▶ Given passage
--------
Shen Yun’s Curtain Closes on Seattle in Grand Fashion
Shen Yun’s Curtain Closes on Seattle in Grand Fashion

SEATTLE—April 3–6 saw Shen Yun Performing Arts pay another trip to Seattle for a unique glimpse into traditional Chinese culture. Doctors, musicians, corporate executives, and television hosts made their way to the Marion Oliver McCaw Hall to take in the wonder that is Shen Yun.

“This is really an amazing performance—these people are highly accomplished, and it was just beautiful,” said Michael Brown, doctor and founder of Marina Medical.

“This is the real deal, these are real people, this is real time, and they’re doing real things,” Dr. Brown said. “This is pretty impressive to me.”

Shen Yun uses the arts to present 5,000 years of divinely inspired Chinese culture. According to the company’s website, “Its stunning beauty and tremendous energy leave audiences uplifted and inspired.”

That energy was not lost upon classical pianist Barbara Gulbran. “I love it,” she said. “The discipline of their dancing, it’s beautiful. They’re perfectly matched.”

As a performing soloist, Ms. Gulbran spoke of Shen Yun’s orchestra from a professional standpoint.

“I’m interested in the harmonies of Chinese music, the intervals of the thirds and fourths,” she said. “Anyway, because this doesn’t seem like strict Chinese—it’s got a Western influence, so I am trying to understand it.”

Shen Yun’s orchestra is a blend of two great musical traditions: the grandeur and precision of Western orchestration and the delicate sounds of Chinese instruments.

“It’s so full of excitement,” added Ciscoe Morris, a radio and television host in the Seattle area.

“It’s so lively, and it’s so different [from] anything I’ve ever seen before. It’s fantastic!” he said. “This performance is beyond anything I’ve ever seen before. It’s great!”

Scott Carmack, senior security engineer at Amazon.com, summarized Shen Yun in one word: “Masterpiece.”

“It appeals to all the senses,” he said, taking special note of Shen Yun’s universal theme of respect for the divine, benevolence, and wisdom. “That really moved me in terms of the message they were having,” he said.

And the wonder of Shen Yun was not lost on Paul Schmidt, CFO at Microsoft, who was touched by the entire array of Shen Yun’s artistry.

“It’s interesting to see the dances from the different regions of China, a little bit of the mythology, beautiful costumes,” he said.

Through dance and live orchestral music, the performance brings to life legends and heroes from China’s long and rich history. And in this way, the company’s world-class dancers sustain an art form that has helped to preserve 5,000 years of culture.

“I think it’s very old—these are ancient, ancient stories,” Mr. Schmidt said, as Shen Yun’s 2014 run came to a close in Seattle.
--------
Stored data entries
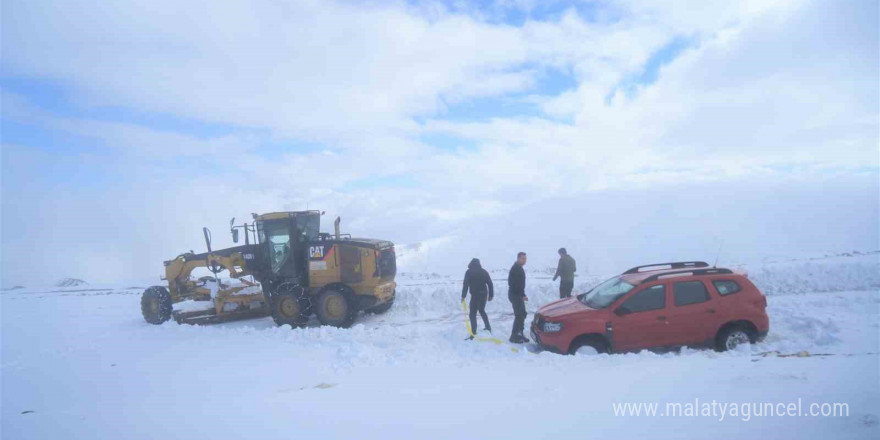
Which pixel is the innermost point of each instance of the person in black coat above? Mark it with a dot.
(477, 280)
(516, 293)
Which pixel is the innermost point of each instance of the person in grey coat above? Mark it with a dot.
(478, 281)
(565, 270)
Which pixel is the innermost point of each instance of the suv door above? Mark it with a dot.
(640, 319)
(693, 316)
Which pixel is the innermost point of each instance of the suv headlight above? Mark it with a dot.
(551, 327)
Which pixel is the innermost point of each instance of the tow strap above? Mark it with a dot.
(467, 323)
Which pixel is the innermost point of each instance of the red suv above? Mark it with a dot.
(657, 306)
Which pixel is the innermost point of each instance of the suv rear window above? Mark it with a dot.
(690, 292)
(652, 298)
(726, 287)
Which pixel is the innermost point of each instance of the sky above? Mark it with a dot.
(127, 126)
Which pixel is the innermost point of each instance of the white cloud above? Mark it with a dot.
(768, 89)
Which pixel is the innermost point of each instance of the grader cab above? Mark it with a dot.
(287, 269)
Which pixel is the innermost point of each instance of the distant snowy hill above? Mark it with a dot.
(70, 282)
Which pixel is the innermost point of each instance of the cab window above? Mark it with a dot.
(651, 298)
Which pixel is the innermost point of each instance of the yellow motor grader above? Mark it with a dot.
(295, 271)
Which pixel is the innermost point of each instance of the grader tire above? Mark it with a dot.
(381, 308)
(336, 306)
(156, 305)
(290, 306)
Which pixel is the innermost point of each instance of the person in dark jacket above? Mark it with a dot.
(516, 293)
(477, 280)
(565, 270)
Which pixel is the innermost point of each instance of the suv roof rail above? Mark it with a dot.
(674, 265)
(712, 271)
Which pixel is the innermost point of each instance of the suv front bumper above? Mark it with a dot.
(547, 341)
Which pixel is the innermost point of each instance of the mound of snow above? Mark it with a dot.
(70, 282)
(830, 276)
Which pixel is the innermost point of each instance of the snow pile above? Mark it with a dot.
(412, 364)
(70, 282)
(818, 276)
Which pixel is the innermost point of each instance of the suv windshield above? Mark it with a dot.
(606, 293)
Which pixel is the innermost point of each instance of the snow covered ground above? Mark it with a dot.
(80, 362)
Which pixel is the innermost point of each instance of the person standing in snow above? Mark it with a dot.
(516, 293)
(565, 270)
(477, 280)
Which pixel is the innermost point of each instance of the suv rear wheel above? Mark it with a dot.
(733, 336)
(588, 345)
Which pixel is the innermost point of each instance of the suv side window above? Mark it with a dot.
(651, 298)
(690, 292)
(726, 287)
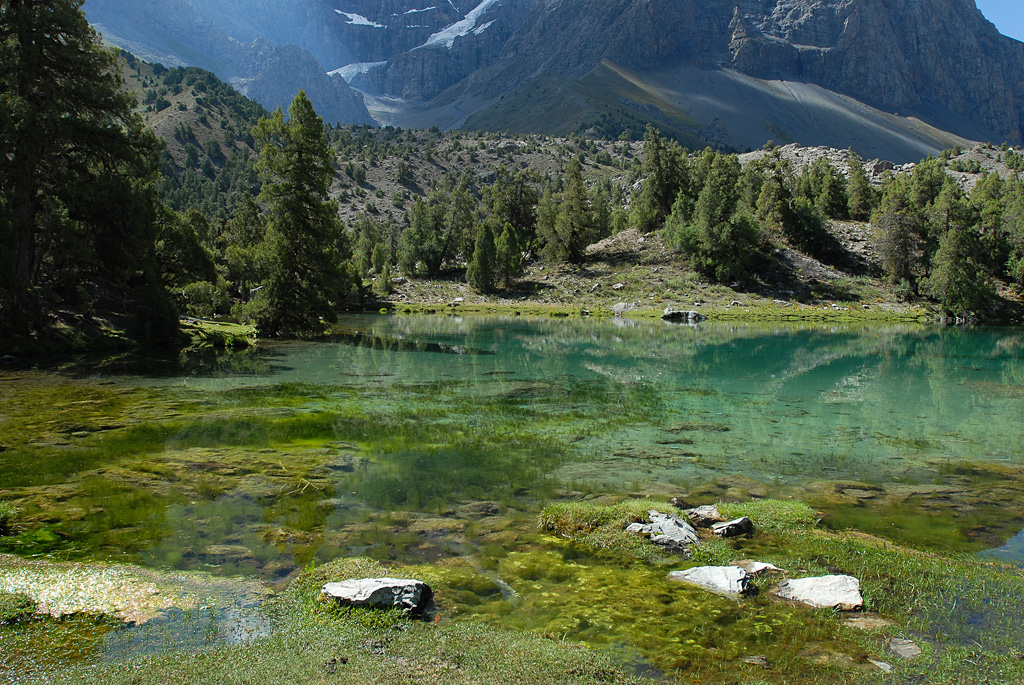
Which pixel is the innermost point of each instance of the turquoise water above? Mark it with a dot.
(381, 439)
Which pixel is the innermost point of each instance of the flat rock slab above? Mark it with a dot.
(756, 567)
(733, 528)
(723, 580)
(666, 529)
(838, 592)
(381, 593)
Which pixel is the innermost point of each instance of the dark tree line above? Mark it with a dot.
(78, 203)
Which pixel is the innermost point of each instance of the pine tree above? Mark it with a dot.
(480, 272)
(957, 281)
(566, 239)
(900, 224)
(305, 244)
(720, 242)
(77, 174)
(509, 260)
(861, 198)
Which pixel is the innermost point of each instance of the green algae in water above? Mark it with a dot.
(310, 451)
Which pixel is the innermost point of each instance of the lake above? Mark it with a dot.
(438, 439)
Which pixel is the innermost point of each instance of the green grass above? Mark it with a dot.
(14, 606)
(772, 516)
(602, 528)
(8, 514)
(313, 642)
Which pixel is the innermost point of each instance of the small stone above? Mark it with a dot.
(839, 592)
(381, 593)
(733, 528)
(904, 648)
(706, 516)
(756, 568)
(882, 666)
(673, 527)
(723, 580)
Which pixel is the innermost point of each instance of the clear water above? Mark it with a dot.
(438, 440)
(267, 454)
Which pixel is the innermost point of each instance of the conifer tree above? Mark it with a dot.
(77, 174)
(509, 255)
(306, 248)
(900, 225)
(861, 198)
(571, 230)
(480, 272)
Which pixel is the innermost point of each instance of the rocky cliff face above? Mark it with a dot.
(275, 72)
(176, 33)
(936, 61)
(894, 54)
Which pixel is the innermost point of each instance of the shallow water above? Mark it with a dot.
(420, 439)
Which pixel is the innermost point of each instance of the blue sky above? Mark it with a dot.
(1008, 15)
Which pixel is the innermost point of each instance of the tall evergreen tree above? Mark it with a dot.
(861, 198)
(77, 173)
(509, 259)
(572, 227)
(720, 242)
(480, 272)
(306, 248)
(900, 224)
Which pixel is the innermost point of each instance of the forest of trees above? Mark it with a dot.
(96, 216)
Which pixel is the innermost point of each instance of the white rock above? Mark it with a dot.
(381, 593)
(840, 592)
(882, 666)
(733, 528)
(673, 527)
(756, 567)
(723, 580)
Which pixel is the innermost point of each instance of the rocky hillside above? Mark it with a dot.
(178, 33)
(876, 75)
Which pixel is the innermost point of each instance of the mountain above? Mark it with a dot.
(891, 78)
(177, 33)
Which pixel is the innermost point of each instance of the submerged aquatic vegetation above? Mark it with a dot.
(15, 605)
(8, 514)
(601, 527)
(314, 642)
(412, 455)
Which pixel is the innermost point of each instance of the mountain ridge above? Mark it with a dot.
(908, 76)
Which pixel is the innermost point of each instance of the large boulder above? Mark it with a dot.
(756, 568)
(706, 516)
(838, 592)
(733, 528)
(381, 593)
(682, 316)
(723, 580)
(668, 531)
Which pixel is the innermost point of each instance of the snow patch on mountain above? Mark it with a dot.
--------
▶ Exercise instructions
a: In the Shen Yun article, what single word did Scott Carmack use to sum up the show?
b: Rewrite part of the Shen Yun article, swapping "discipline" for "precision". Begin at the words "That energy was" and stop after "a professional standpoint.".
The listing above stands apart from the Shen Yun article.

▶ Task results
a: "Masterpiece."

b:
That energy was not lost upon classical pianist Barbara Gulbran. “I love it,” she said. “The precision of their dancing, it’s beautiful. They’re perfectly matched.”

As a performing soloist, Ms. Gulbran spoke of Shen Yun’s orchestra from a professional standpoint.